Data entries:
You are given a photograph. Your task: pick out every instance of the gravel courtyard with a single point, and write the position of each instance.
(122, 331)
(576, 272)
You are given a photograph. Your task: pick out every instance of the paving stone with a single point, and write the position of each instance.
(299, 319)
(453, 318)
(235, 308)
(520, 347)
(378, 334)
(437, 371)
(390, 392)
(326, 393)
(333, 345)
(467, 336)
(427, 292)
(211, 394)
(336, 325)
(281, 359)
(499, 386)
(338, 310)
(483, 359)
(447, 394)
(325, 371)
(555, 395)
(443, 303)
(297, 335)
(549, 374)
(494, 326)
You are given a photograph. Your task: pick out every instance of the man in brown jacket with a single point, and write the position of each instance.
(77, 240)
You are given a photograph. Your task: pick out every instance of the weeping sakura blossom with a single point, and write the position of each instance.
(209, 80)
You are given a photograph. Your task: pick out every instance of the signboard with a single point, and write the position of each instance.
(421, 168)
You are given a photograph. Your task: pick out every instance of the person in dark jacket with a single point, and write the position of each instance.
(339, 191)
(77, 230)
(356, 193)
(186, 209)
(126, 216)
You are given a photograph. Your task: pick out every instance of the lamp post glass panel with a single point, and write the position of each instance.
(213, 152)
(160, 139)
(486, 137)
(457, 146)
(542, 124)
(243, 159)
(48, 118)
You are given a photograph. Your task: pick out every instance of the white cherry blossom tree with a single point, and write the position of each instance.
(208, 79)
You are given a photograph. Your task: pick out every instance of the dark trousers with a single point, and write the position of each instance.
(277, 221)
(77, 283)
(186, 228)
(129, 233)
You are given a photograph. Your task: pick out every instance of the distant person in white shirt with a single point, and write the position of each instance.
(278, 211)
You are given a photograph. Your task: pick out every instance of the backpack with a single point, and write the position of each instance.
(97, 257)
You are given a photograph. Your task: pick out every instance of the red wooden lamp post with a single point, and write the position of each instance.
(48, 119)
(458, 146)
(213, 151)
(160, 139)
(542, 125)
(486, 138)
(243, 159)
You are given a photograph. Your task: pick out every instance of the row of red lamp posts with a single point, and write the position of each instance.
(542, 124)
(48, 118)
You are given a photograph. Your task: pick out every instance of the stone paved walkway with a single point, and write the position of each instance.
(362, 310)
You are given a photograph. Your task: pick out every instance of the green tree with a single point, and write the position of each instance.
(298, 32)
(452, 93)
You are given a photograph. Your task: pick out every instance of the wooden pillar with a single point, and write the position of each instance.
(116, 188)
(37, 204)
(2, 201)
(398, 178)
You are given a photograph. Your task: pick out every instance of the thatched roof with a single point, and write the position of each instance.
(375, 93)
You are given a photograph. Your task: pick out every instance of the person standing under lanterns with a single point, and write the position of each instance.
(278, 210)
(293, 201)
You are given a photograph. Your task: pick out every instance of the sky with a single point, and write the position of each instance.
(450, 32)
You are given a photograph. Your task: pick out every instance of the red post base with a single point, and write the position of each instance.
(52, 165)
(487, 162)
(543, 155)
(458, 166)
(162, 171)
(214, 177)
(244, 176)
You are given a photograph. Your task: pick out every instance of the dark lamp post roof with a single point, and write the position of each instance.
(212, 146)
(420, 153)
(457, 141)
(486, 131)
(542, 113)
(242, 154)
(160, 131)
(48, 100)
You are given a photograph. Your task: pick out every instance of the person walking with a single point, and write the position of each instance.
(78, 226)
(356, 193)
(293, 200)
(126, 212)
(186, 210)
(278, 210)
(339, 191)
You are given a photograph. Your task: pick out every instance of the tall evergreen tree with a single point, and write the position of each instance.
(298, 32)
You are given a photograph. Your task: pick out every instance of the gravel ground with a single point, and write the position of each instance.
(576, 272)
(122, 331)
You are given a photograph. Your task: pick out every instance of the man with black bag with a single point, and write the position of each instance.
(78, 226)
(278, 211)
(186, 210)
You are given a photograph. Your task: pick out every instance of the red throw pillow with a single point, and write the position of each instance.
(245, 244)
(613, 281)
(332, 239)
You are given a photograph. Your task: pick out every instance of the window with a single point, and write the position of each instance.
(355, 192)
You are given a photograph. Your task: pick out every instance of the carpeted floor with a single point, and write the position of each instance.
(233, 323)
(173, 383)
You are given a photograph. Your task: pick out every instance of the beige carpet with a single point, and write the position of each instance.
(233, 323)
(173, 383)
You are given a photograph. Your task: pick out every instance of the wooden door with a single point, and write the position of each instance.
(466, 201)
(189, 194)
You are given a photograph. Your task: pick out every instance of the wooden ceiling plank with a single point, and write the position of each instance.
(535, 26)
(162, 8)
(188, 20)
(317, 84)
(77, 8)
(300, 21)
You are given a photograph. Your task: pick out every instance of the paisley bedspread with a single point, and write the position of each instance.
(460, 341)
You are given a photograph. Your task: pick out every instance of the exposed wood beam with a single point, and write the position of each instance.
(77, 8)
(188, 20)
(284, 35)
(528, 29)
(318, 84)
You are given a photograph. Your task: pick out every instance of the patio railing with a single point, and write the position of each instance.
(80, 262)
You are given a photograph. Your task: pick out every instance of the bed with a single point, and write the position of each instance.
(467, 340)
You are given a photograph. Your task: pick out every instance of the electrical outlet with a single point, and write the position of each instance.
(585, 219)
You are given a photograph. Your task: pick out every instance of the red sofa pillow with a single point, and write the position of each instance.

Task to carry out: Line by line, transcribe the data exactly.

Your solution:
You are given a photograph. Your task: pick out every instance of the gravel courtyard with a single point, and write the position of each instance.
(122, 331)
(576, 272)
You are given a photograph. Your task: pick out every instance of the paving stone with a single point, and write the position of each instance.
(299, 319)
(453, 318)
(235, 308)
(520, 347)
(378, 334)
(437, 371)
(390, 392)
(326, 393)
(333, 345)
(467, 336)
(427, 292)
(211, 394)
(336, 325)
(281, 359)
(499, 386)
(338, 310)
(483, 359)
(447, 394)
(325, 371)
(555, 395)
(443, 303)
(297, 335)
(549, 374)
(494, 326)
You are given a photograph. Your task: pick out every instance of the man in brown jacket with a single point, and write the position of each instance.
(77, 240)
You are given a photograph. Your task: pick out every instance of the weeping sakura blossom with a single point, and write the position of each instance.
(209, 80)
You are given a photograph. Your task: pick out every instance of the signboard with a single point, and write the position of each instance.
(421, 168)
You are given a photograph. Your task: pick out every instance of the person in dark jacket with a single point, and write the position of each instance.
(339, 191)
(77, 230)
(356, 193)
(186, 209)
(126, 216)
You are given a photograph. Your task: pick out every instance of the lamp post glass panel with a single point, and write the position of each instance.
(213, 152)
(160, 139)
(486, 137)
(457, 146)
(542, 124)
(243, 159)
(48, 118)
You are given a photograph. Your task: pick out every instance of the white cherry blossom tree with a single point, and write the position of each instance.
(208, 79)
You are given a photograph. Your task: pick out every instance of the dark trousers with a single point, and write the position of each instance.
(277, 221)
(77, 283)
(186, 228)
(129, 233)
You are given a photograph. Your task: pick out every instance of the distant person in white shirt with a single point, and write the position of each instance.
(278, 211)
You are given a photograph. Your task: pick out every instance of the backpack with a single point, and write the position of each instance.
(97, 257)
You are given a photograph. Your task: pick out every instance of the red wooden lamp post with a single point, and write the position of each instance.
(48, 119)
(458, 146)
(213, 151)
(160, 139)
(542, 125)
(486, 138)
(243, 159)
You are given a photograph. Your task: pick out every instance of the row of red lamp posts with a single point, and write the position of each instance.
(542, 124)
(48, 118)
You are given a photograph. Your task: pick out every instance of the stone paved walkway with a single point, and write the position of each instance.
(362, 310)
You are given a photograph. Your task: pick out every instance of the green tree with a single point, and write the position of each instance.
(298, 32)
(452, 93)
You are given a photograph. Your task: pick out every instance of the wooden pillar with a single point, and write the position of each instance.
(116, 188)
(37, 204)
(2, 201)
(398, 178)
You are given a photograph. Your task: pick out every instance of the thatched roof with a single point, and write the position of each instance.
(375, 93)
You are given a photograph. Your task: pick out every instance of the person standing under lanterns with a single point, and write the position of each instance.
(278, 210)
(293, 201)
You are given a photograph. Your task: pick out every instance of the sky with a single point, and write the position of each instance.
(450, 32)
You are given a photograph. Your task: pick out every instance of the red post base with a single point, and write the position of each instance.
(52, 165)
(487, 162)
(543, 155)
(458, 166)
(162, 171)
(214, 177)
(244, 176)
You are given a photograph. Your task: pick out every instance of the dark lamp post roof with a single point, and write the position of each instance.
(212, 146)
(420, 153)
(457, 141)
(486, 131)
(542, 113)
(242, 154)
(160, 131)
(48, 100)
You are given a photograph. Your task: pick out every instance of the person walking with a single point, and write the position of each instance.
(78, 226)
(356, 193)
(293, 200)
(126, 212)
(186, 210)
(278, 210)
(339, 191)
You are given a photograph. Your task: pick out every instance of the tall evergreen tree with a single point, and write the position of each instance.
(298, 32)
You are given a photograph. Your task: pick out every instance of the gravel ground with a single point, and write the position of each instance.
(576, 272)
(122, 331)
You are given a photograph. Your task: pick out every instance of the man with black bag with a single point, and write the position of each instance.
(78, 226)
(278, 211)
(186, 210)
You are given a photograph. Your task: pick out every instance of the red throw pillow with a single point, and write the position of each instance.
(245, 244)
(613, 281)
(332, 239)
You are given a photograph. Your task: pick out every instance of the window with a single point, and write the position of each instance.
(355, 192)
You are given a photograph. Your task: pick out every instance of the carpeted floor with a single point, and write the position of each instance.
(233, 323)
(173, 383)
You are given a photograph. Your task: pick out every instance of the beige carpet with a single point, and write the position of each instance.
(233, 323)
(173, 383)
You are given a photograph. Your task: pick out every instance of the wooden door with a single point, and write the position of each instance.
(466, 201)
(189, 194)
You are given a photograph. Your task: pick out every instance of the wooden ceiling plank with a single point, and write the position of each instance.
(535, 26)
(162, 8)
(188, 20)
(317, 84)
(77, 8)
(300, 21)
You are given a photograph. Your task: pick out every instance of the paisley bedspread with a single point, and write the position of each instance.
(460, 341)
You are given a photograph. Your task: pick out every instance of the exposed wood beam with a single point, and write the position of each instance.
(77, 8)
(188, 20)
(284, 35)
(528, 29)
(318, 84)
You are given a photograph. Your task: pick out every instance of the patio railing with a single point, and write the position of each instance.
(80, 262)
You are given a photograph. Your task: pick out every instance of the bed with a single point, and write the position of each instance.
(467, 340)
You are given a photograph. Your task: pick out every instance of the electrical outlet with a single point, and write the position of each instance.
(585, 219)
You are given a photograph. Your task: pick out every instance of the red sofa pillow with a single point, and write the position of each instance.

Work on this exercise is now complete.